Point-per-instance localization data
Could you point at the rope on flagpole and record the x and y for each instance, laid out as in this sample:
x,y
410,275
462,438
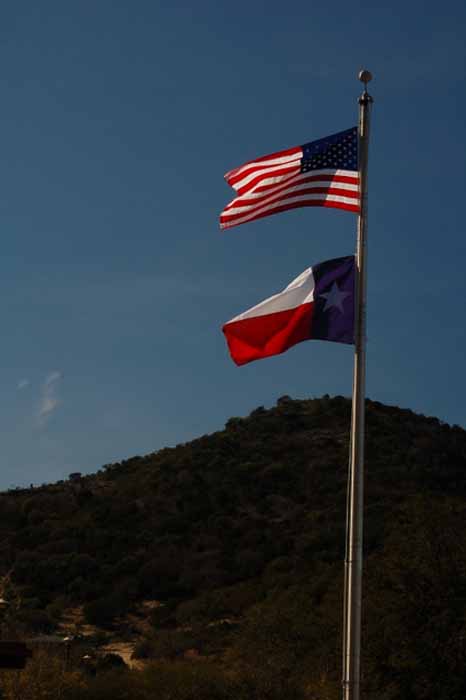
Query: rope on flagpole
x,y
355,498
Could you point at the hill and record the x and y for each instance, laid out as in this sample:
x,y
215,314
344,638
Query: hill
x,y
239,536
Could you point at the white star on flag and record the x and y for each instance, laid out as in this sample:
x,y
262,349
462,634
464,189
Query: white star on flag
x,y
335,298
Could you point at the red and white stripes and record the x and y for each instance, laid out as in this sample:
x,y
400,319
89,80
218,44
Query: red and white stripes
x,y
275,183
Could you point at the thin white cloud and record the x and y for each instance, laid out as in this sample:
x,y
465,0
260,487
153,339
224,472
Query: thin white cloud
x,y
49,399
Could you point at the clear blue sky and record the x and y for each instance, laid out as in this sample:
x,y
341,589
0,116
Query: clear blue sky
x,y
118,121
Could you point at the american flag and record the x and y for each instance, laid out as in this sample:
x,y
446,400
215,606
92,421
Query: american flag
x,y
322,173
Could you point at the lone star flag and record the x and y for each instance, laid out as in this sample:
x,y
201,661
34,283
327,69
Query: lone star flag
x,y
318,304
322,173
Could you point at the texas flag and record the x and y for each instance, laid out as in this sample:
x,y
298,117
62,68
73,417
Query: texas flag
x,y
317,305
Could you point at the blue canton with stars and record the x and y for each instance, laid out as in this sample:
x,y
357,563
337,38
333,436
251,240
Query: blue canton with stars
x,y
339,151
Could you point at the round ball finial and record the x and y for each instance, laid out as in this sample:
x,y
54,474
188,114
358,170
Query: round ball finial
x,y
365,76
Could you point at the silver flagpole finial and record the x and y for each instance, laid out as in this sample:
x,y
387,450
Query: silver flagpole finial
x,y
365,76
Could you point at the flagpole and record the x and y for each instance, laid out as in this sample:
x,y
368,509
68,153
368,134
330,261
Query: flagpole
x,y
354,514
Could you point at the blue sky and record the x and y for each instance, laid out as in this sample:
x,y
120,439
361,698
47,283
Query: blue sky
x,y
118,121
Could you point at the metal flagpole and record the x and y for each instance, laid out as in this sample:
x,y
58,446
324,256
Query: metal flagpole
x,y
354,514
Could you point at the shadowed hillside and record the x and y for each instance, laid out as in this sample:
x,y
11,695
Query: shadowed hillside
x,y
239,536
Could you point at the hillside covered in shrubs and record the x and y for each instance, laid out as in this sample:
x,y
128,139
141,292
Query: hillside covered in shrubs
x,y
239,537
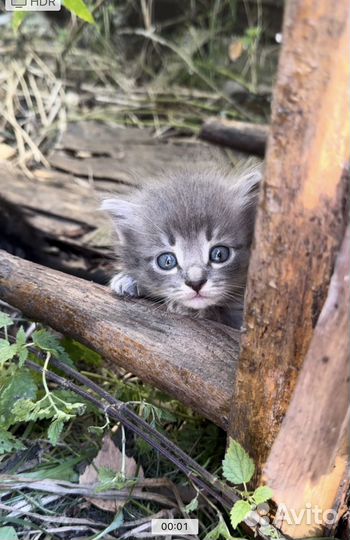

> [WORK INSTRUCTIONS]:
When you transcribe the entries above, keep every word exact and leave out the pictures.

> [ANSWER BOX]:
Could you point at the rope on flagpole and record the x and y for each instance, laid out as in this sample:
x,y
410,275
462,438
Query: rope on flagpole
x,y
355,498
Could you point at the hill and record the x and y for each instance, laid out as in this sample:
x,y
215,314
344,638
Query: hill
x,y
239,536
Could you point at the white star on flag and record the x and y for each instance, laid out as in this sample:
x,y
262,349
462,634
464,189
Query: white star on flag
x,y
335,298
Could you point at the red and white stripes and record the x and y for each instance, laid out as in this sample:
x,y
400,319
89,80
218,44
Query: red and white stripes
x,y
275,183
Could you point at the thin white cloud and record the x and y for each instance, laid out as in this sample:
x,y
465,0
260,487
153,339
224,472
Query: thin white cloud
x,y
49,399
Could you point at the clear blue sky and record the x and y for each instance, laid out as in this sample:
x,y
341,589
0,116
Query: clear blue sky
x,y
118,121
Could you point at the american flag and record the x and y for each instance, laid out as in this sample:
x,y
446,400
215,606
92,421
Query: american flag
x,y
322,173
Could you point at the lone star flag and record the x and y for each instance, laid out as in this sample:
x,y
201,661
34,283
327,69
Query: lone star flag
x,y
318,304
322,173
Could you point at the texas flag and record the x and y for each instance, laid out as in this sample:
x,y
298,117
62,68
73,417
Query: texas flag
x,y
317,305
Could you point at the blue canton with stars and record the x and y for each instance, laid out as in this sample:
x,y
357,563
337,38
333,436
251,240
Query: blue canton with stars
x,y
339,151
Could you point at the round ball finial and record the x and y for each instance, laid out as in this sample:
x,y
54,474
188,114
358,170
Query: round ball finial
x,y
365,76
Could you point at the silver flagpole finial and record the x and y for each instance, laid out as in this sample:
x,y
387,450
Query: silver flagpole finial
x,y
365,76
Could you point at the flagpole and record the x and y for each instance, laid out as in this sample:
x,y
368,509
68,153
368,134
330,261
Query: flagpole
x,y
354,514
Could you point at the blue sky and record the x and y for each instance, laid out as in this sample:
x,y
120,439
361,698
47,283
Query: blue sky
x,y
118,121
Could you point at the metal flagpole and record the x and y for each instance, laid out as in this sample:
x,y
58,446
324,256
Query: metal flagpole
x,y
354,514
Could you point at the shadowed hillside and record the x and y for each instance, laid out as in this sample:
x,y
11,695
Query: shadowed hillside
x,y
239,536
Could you point at the hillside covered in shrubs and record the x and y for each instance, laid out as in this sample:
x,y
128,139
141,292
Query: hillside covered in shrubs
x,y
239,537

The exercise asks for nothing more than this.